## Start Text segment

Many folks keep some of their collectible guitars in display cases or guitar cabinets that may have a glass front to allow viewing of the instrument. However these cases should have a built in humidity control system as it is vitally important to maintain the proper level of relative humidity for your guitars.
When storing guitars, one of the most important consideration is the environmental conditions that the guitar will be subject to during storage. This would include extremes of temperature and most importantly, relative humidity.
This is particularly important with acoustic guitars who's body is solid wood (verses laminate or composite) or guitars with a solid wood top. Solid body electric guitars and all laminate body acoustic guitars are not as sensitive to the environment as the solid wood acoustics, but will still be affected.
Wood is very susceptible to relative humidity (basically the amount of moisture in the air). Too little humidity and the wood drys out and your guitar can develop any number of problems. Conversely, if your guitar is exposed to conditions where there is too much moisture in the air, the wood can swell and cause different problems. Here is a link Humidity and Guitars that tells you more about how humidity can affect an acoustic guitar and the optimal humidity range.

## End Text segment

According to the guitar storage text, which guitars are most sensitive to environmental conditions? Rely only on the guitar storage text.

## Start Recorded data

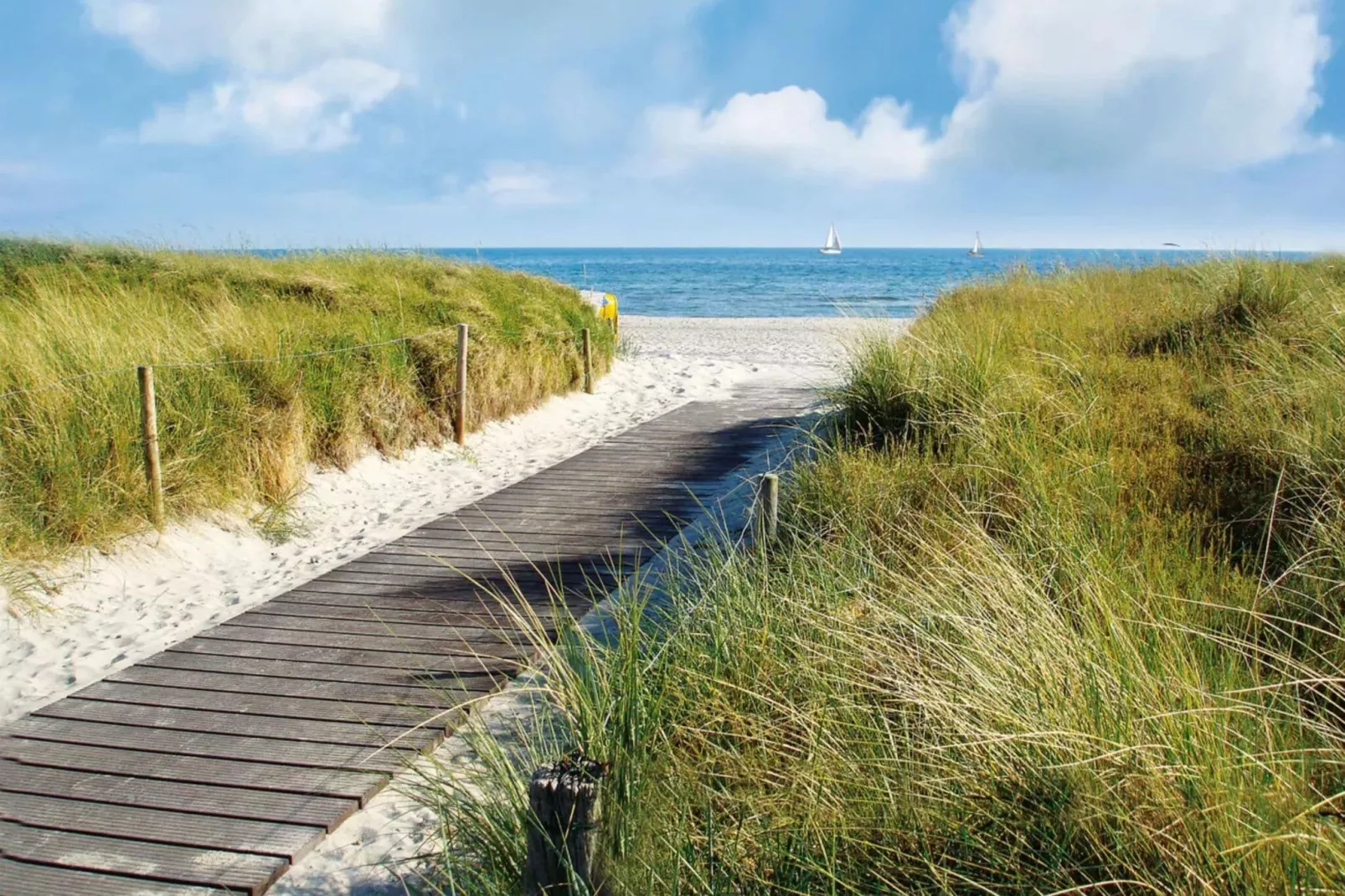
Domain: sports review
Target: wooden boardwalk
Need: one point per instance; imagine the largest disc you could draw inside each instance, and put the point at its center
(222, 760)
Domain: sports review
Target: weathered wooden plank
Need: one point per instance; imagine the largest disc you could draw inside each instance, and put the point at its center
(233, 682)
(502, 634)
(162, 826)
(528, 587)
(461, 646)
(588, 534)
(416, 581)
(253, 704)
(440, 616)
(430, 667)
(228, 772)
(162, 740)
(37, 878)
(408, 560)
(481, 605)
(239, 724)
(147, 793)
(399, 674)
(261, 703)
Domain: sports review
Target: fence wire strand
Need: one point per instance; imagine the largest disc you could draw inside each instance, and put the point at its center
(229, 362)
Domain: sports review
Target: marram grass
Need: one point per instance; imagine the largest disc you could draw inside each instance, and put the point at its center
(237, 432)
(1058, 610)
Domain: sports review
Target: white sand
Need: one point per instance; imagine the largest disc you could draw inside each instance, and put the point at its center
(116, 610)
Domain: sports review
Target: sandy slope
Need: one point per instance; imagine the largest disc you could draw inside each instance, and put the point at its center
(116, 610)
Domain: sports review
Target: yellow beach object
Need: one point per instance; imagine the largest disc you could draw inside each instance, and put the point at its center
(604, 301)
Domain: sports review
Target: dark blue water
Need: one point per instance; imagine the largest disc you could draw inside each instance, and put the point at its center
(788, 283)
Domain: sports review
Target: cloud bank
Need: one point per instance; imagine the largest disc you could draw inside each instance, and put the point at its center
(296, 73)
(1052, 85)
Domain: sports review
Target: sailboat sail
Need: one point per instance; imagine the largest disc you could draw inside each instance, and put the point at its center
(832, 246)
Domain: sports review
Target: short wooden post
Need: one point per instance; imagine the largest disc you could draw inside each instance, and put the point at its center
(768, 507)
(564, 801)
(588, 362)
(150, 439)
(461, 416)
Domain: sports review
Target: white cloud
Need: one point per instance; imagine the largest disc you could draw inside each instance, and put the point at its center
(311, 111)
(1209, 84)
(791, 128)
(297, 71)
(1054, 84)
(510, 183)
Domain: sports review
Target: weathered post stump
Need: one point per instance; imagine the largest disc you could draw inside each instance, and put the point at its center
(768, 509)
(564, 798)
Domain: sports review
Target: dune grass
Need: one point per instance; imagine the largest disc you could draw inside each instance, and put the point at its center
(1058, 610)
(368, 350)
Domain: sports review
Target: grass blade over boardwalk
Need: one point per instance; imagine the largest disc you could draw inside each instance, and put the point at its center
(1058, 610)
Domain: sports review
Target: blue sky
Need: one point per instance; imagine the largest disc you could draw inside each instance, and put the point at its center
(610, 123)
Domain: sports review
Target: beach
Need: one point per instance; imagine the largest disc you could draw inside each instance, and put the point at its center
(111, 610)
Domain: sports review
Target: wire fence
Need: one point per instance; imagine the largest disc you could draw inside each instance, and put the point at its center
(228, 362)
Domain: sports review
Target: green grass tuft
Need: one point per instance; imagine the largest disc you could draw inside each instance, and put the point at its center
(1058, 610)
(234, 434)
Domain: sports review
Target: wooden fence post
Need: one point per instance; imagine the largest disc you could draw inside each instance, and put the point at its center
(461, 417)
(150, 439)
(564, 801)
(768, 507)
(588, 362)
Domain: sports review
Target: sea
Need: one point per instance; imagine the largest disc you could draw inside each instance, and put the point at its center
(792, 283)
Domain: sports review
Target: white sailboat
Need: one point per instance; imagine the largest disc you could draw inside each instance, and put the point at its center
(832, 246)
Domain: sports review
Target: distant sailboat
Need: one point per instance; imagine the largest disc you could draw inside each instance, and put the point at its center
(832, 246)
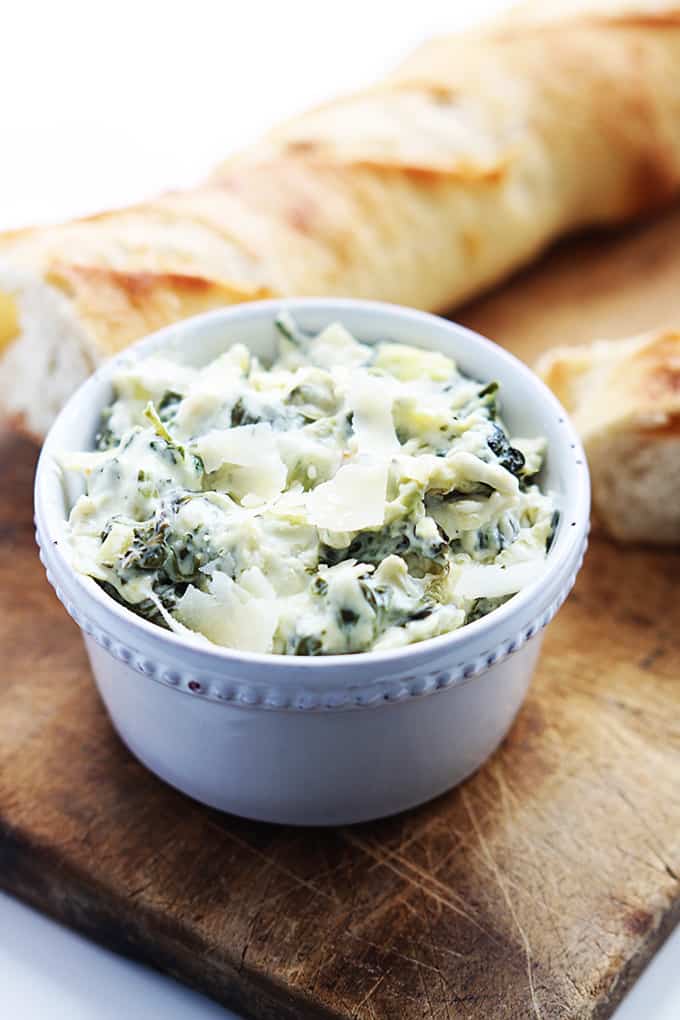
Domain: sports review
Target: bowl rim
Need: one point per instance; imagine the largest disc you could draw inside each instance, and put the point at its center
(562, 559)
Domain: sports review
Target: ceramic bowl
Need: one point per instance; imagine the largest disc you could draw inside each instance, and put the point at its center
(322, 740)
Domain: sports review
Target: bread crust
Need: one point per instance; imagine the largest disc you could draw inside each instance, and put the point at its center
(624, 398)
(456, 169)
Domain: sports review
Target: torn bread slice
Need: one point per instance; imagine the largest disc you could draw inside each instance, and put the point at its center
(45, 351)
(624, 399)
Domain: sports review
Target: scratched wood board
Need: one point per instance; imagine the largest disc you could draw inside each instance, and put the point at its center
(538, 888)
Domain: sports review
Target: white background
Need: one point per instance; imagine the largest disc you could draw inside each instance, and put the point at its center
(103, 104)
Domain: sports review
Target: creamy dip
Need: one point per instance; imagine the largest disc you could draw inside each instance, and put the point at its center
(345, 498)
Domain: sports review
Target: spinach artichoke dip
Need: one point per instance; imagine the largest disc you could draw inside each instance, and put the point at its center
(345, 498)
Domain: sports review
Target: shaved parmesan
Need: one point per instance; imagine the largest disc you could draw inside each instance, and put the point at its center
(371, 400)
(355, 498)
(335, 346)
(228, 615)
(252, 452)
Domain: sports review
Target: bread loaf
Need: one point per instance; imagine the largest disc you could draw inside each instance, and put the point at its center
(624, 397)
(425, 189)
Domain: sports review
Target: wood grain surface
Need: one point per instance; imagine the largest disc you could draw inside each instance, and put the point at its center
(536, 889)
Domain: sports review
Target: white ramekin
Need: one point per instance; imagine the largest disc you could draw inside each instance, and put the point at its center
(340, 738)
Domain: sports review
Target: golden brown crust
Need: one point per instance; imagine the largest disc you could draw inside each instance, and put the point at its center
(616, 385)
(624, 397)
(424, 189)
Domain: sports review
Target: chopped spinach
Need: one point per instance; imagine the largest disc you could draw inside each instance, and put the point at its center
(509, 457)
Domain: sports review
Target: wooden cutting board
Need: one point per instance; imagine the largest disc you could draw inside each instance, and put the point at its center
(538, 888)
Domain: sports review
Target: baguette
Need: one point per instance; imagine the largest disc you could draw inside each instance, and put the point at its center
(624, 398)
(425, 189)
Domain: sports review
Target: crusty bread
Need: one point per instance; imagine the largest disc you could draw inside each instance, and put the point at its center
(459, 167)
(624, 397)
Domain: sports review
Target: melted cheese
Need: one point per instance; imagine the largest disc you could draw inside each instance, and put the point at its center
(344, 498)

## End Recorded data

• **Exercise response**
Acoustic guitars with a solid wood body or a solid wood top.